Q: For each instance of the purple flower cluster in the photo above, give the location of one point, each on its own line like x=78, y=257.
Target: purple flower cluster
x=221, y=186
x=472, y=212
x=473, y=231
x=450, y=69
____________
AIM ▸
Could you echo every one of the items above, word for word?

RESULT FOR THIS EXERCISE ▸
Q: For each instance of the purple flower cluster in the photo above, give the location of one point, each on its own line like x=78, y=257.
Target: purple flower cluster
x=221, y=186
x=472, y=212
x=473, y=231
x=450, y=69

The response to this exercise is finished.